▶ [Material provided]
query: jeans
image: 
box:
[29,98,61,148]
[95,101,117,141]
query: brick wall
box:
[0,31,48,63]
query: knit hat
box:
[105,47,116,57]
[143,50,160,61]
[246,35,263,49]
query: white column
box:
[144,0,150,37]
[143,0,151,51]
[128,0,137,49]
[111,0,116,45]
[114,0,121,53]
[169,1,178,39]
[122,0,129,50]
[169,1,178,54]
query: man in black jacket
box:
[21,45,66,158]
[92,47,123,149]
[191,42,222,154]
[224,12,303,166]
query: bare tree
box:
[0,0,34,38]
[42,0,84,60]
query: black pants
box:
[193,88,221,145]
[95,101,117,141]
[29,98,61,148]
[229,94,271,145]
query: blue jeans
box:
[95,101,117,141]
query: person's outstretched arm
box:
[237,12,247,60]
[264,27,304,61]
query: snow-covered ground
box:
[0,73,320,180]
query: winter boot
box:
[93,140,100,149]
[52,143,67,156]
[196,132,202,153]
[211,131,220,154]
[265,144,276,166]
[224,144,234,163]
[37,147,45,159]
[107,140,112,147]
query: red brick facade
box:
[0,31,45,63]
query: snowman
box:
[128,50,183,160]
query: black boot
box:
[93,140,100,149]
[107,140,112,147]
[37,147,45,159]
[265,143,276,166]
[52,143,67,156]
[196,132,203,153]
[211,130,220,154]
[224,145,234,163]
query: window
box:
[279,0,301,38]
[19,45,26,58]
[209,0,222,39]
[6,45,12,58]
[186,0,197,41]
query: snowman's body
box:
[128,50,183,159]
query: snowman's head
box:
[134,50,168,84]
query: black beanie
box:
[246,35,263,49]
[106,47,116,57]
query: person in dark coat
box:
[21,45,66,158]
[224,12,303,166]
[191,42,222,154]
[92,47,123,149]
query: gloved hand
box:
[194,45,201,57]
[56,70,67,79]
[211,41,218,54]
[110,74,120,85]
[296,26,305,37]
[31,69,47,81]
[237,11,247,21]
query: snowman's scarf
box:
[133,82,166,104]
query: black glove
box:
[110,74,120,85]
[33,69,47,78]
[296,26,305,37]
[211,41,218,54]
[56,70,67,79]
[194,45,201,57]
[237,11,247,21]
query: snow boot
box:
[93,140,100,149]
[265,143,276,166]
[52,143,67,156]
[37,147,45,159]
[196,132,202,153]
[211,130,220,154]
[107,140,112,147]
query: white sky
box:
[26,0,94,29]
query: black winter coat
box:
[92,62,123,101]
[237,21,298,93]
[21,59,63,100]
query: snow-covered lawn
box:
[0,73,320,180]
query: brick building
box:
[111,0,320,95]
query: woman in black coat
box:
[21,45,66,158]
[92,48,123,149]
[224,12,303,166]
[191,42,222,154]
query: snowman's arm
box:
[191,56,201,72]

...

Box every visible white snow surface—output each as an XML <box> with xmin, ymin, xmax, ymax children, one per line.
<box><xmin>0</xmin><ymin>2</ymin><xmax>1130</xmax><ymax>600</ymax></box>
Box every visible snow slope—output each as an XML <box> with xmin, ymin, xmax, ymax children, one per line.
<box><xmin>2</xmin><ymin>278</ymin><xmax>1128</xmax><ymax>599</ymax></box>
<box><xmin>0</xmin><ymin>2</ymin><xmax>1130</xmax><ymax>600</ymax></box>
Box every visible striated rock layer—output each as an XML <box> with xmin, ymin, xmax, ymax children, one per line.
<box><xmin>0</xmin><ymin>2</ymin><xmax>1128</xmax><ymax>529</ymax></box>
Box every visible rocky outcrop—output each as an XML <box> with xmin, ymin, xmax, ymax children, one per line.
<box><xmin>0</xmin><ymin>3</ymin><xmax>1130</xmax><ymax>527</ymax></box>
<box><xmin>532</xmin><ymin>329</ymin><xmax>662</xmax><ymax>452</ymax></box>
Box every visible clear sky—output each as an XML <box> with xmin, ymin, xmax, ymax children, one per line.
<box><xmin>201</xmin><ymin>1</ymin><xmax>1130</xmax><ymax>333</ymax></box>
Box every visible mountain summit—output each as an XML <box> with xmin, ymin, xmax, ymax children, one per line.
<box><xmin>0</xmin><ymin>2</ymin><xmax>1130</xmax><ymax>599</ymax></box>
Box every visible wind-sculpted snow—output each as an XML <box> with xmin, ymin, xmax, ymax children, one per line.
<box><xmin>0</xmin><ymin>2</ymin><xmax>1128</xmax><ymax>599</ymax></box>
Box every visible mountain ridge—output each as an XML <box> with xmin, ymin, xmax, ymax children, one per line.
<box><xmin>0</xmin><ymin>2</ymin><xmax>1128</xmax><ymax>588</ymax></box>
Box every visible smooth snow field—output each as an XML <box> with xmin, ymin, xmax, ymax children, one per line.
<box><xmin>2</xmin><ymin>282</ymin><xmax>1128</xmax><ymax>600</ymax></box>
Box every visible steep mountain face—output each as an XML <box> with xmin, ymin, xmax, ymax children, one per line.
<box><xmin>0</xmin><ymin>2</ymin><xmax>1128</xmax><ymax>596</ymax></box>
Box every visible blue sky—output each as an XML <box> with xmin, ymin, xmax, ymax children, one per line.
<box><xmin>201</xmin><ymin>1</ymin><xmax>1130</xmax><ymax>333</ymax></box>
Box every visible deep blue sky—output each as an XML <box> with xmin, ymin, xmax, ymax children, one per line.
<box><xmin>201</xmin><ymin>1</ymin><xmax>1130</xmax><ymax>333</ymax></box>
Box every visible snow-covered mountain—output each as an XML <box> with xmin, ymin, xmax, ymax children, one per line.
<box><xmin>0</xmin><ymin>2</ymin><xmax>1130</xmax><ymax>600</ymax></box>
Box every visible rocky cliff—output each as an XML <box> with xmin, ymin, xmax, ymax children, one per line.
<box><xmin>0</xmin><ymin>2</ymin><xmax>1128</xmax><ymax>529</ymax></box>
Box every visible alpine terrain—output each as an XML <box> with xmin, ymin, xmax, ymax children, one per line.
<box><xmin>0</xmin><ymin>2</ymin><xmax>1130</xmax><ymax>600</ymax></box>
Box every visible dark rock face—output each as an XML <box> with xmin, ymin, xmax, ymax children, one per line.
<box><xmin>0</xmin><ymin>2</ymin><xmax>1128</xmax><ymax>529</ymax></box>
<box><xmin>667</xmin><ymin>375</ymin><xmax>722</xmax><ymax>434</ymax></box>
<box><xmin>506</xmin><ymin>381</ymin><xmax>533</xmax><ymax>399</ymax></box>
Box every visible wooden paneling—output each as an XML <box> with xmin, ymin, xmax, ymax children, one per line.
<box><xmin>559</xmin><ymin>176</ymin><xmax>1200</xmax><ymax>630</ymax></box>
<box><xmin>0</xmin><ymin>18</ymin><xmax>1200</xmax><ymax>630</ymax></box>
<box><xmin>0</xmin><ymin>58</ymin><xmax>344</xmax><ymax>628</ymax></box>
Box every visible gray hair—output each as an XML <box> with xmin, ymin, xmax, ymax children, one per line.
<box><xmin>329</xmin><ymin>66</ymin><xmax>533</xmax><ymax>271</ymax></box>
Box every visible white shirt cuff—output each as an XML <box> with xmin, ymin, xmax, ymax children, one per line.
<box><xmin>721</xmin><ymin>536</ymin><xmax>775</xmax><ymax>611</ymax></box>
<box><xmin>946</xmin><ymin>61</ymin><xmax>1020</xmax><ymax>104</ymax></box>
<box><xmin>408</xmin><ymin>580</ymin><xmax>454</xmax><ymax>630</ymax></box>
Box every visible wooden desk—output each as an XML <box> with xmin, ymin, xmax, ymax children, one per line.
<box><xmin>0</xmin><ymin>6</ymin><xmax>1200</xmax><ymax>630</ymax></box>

▶ [What the exercise asks]
Give the number of lines in the material above that contain the string "person", with case counting. Answer with only the number.

▶ [Solution to this task]
2